Starting with the line containing "sky in this photo." and going on through the end of the data, copy the lines with every "night sky" renamed to "dark sky" and nothing else changed. Leave the pictures out of your copy.

## BEGIN Provided records

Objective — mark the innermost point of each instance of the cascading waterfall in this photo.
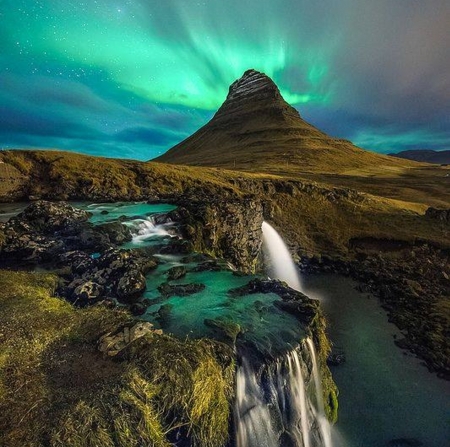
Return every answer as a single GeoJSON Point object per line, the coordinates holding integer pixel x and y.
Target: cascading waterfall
{"type": "Point", "coordinates": [324, 425]}
{"type": "Point", "coordinates": [282, 264]}
{"type": "Point", "coordinates": [144, 229]}
{"type": "Point", "coordinates": [281, 404]}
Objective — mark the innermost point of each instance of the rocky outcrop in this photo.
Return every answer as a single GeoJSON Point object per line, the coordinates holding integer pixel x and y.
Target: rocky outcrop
{"type": "Point", "coordinates": [177, 272]}
{"type": "Point", "coordinates": [413, 284]}
{"type": "Point", "coordinates": [230, 230]}
{"type": "Point", "coordinates": [112, 344]}
{"type": "Point", "coordinates": [442, 215]}
{"type": "Point", "coordinates": [168, 290]}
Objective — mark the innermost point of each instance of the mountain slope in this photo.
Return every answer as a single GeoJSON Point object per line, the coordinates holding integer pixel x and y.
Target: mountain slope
{"type": "Point", "coordinates": [427, 156]}
{"type": "Point", "coordinates": [256, 130]}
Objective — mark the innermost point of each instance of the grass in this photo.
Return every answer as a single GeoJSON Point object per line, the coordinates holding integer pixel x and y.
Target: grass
{"type": "Point", "coordinates": [56, 389]}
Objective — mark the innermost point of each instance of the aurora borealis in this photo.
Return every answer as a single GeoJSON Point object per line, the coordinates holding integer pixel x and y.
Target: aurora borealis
{"type": "Point", "coordinates": [129, 78]}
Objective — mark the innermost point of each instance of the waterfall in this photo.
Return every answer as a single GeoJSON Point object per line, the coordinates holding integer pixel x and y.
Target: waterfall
{"type": "Point", "coordinates": [282, 264]}
{"type": "Point", "coordinates": [324, 425]}
{"type": "Point", "coordinates": [281, 404]}
{"type": "Point", "coordinates": [143, 229]}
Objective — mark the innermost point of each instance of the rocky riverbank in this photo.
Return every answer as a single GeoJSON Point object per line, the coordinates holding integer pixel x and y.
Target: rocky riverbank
{"type": "Point", "coordinates": [413, 285]}
{"type": "Point", "coordinates": [122, 373]}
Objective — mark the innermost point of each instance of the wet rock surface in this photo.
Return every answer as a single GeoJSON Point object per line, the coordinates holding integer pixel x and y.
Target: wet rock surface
{"type": "Point", "coordinates": [231, 229]}
{"type": "Point", "coordinates": [412, 283]}
{"type": "Point", "coordinates": [112, 344]}
{"type": "Point", "coordinates": [176, 272]}
{"type": "Point", "coordinates": [292, 301]}
{"type": "Point", "coordinates": [168, 290]}
{"type": "Point", "coordinates": [46, 231]}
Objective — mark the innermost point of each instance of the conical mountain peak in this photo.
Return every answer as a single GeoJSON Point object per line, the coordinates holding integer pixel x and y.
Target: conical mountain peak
{"type": "Point", "coordinates": [256, 129]}
{"type": "Point", "coordinates": [252, 82]}
{"type": "Point", "coordinates": [255, 94]}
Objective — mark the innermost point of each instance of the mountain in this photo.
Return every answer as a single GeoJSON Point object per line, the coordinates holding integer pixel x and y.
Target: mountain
{"type": "Point", "coordinates": [427, 156]}
{"type": "Point", "coordinates": [255, 129]}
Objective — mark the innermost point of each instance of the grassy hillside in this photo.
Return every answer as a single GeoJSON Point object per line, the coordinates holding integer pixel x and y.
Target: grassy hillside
{"type": "Point", "coordinates": [56, 388]}
{"type": "Point", "coordinates": [318, 214]}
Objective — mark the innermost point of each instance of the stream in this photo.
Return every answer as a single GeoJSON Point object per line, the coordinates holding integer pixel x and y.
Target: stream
{"type": "Point", "coordinates": [387, 398]}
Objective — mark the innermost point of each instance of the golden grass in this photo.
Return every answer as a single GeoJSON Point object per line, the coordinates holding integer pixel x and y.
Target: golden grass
{"type": "Point", "coordinates": [57, 390]}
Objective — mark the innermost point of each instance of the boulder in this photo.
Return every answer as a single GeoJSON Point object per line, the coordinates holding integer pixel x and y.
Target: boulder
{"type": "Point", "coordinates": [113, 343]}
{"type": "Point", "coordinates": [117, 232]}
{"type": "Point", "coordinates": [87, 291]}
{"type": "Point", "coordinates": [167, 289]}
{"type": "Point", "coordinates": [176, 272]}
{"type": "Point", "coordinates": [131, 285]}
{"type": "Point", "coordinates": [226, 330]}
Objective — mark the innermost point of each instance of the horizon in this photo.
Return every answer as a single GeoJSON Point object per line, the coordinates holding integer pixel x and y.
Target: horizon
{"type": "Point", "coordinates": [133, 79]}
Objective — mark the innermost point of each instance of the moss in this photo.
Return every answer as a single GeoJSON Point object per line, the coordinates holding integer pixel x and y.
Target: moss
{"type": "Point", "coordinates": [56, 389]}
{"type": "Point", "coordinates": [323, 347]}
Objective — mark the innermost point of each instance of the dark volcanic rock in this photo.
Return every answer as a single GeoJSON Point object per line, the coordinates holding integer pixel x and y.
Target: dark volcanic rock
{"type": "Point", "coordinates": [167, 289]}
{"type": "Point", "coordinates": [131, 285]}
{"type": "Point", "coordinates": [227, 331]}
{"type": "Point", "coordinates": [413, 284]}
{"type": "Point", "coordinates": [442, 215]}
{"type": "Point", "coordinates": [231, 230]}
{"type": "Point", "coordinates": [117, 232]}
{"type": "Point", "coordinates": [47, 217]}
{"type": "Point", "coordinates": [87, 291]}
{"type": "Point", "coordinates": [176, 272]}
{"type": "Point", "coordinates": [35, 235]}
{"type": "Point", "coordinates": [405, 442]}
{"type": "Point", "coordinates": [292, 301]}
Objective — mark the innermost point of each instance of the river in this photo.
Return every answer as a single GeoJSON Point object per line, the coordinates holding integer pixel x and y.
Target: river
{"type": "Point", "coordinates": [385, 393]}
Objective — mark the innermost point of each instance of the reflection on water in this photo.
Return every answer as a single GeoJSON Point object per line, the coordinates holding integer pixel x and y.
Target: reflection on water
{"type": "Point", "coordinates": [384, 394]}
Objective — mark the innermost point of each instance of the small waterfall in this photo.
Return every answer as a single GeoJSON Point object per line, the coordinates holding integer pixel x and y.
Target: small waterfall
{"type": "Point", "coordinates": [143, 229]}
{"type": "Point", "coordinates": [281, 405]}
{"type": "Point", "coordinates": [324, 425]}
{"type": "Point", "coordinates": [282, 264]}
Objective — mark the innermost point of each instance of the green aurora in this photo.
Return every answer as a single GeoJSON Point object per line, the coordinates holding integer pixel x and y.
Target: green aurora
{"type": "Point", "coordinates": [132, 78]}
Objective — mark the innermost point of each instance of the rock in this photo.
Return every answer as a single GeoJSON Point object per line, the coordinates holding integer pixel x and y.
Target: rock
{"type": "Point", "coordinates": [117, 232]}
{"type": "Point", "coordinates": [131, 285]}
{"type": "Point", "coordinates": [230, 229]}
{"type": "Point", "coordinates": [164, 312]}
{"type": "Point", "coordinates": [405, 442]}
{"type": "Point", "coordinates": [138, 309]}
{"type": "Point", "coordinates": [167, 289]}
{"type": "Point", "coordinates": [292, 301]}
{"type": "Point", "coordinates": [438, 214]}
{"type": "Point", "coordinates": [209, 266]}
{"type": "Point", "coordinates": [196, 258]}
{"type": "Point", "coordinates": [336, 357]}
{"type": "Point", "coordinates": [226, 330]}
{"type": "Point", "coordinates": [112, 343]}
{"type": "Point", "coordinates": [175, 248]}
{"type": "Point", "coordinates": [176, 272]}
{"type": "Point", "coordinates": [87, 291]}
{"type": "Point", "coordinates": [78, 261]}
{"type": "Point", "coordinates": [46, 217]}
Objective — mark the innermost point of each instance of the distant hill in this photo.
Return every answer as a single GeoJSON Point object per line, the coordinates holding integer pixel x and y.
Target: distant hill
{"type": "Point", "coordinates": [256, 130]}
{"type": "Point", "coordinates": [427, 156]}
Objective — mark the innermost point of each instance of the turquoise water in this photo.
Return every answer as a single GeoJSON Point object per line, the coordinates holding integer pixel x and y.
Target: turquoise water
{"type": "Point", "coordinates": [117, 210]}
{"type": "Point", "coordinates": [385, 393]}
{"type": "Point", "coordinates": [262, 325]}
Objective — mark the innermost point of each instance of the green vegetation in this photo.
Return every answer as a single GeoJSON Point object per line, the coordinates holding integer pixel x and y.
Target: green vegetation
{"type": "Point", "coordinates": [323, 348]}
{"type": "Point", "coordinates": [56, 389]}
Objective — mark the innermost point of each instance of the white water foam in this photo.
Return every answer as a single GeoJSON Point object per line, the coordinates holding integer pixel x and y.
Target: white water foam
{"type": "Point", "coordinates": [144, 229]}
{"type": "Point", "coordinates": [281, 402]}
{"type": "Point", "coordinates": [282, 264]}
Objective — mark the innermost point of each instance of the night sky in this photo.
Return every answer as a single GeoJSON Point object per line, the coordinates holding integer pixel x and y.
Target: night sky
{"type": "Point", "coordinates": [129, 78]}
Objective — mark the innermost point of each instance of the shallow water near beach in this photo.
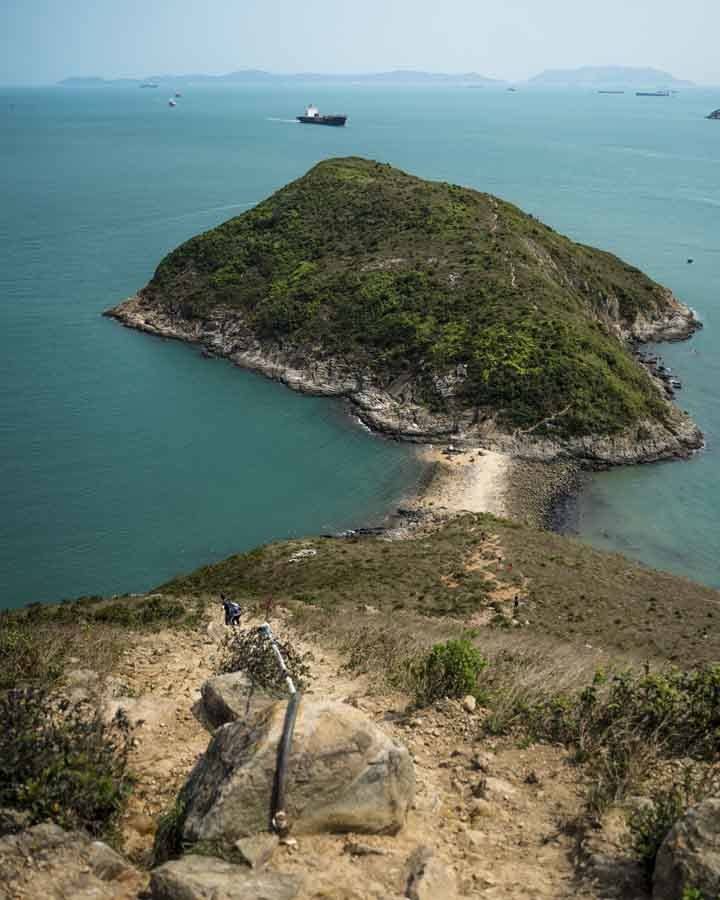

## END Provided records

• In response:
Objective — mark the innermost point of each instance of the dark sky in this photo.
Return every answer as a single GeoJSON Point object per line, the coordinates holding integer pixel x and y.
Target: dark sky
{"type": "Point", "coordinates": [129, 78]}
Objective — mark the innermost point of each instance of the shallow water near beach in this photo.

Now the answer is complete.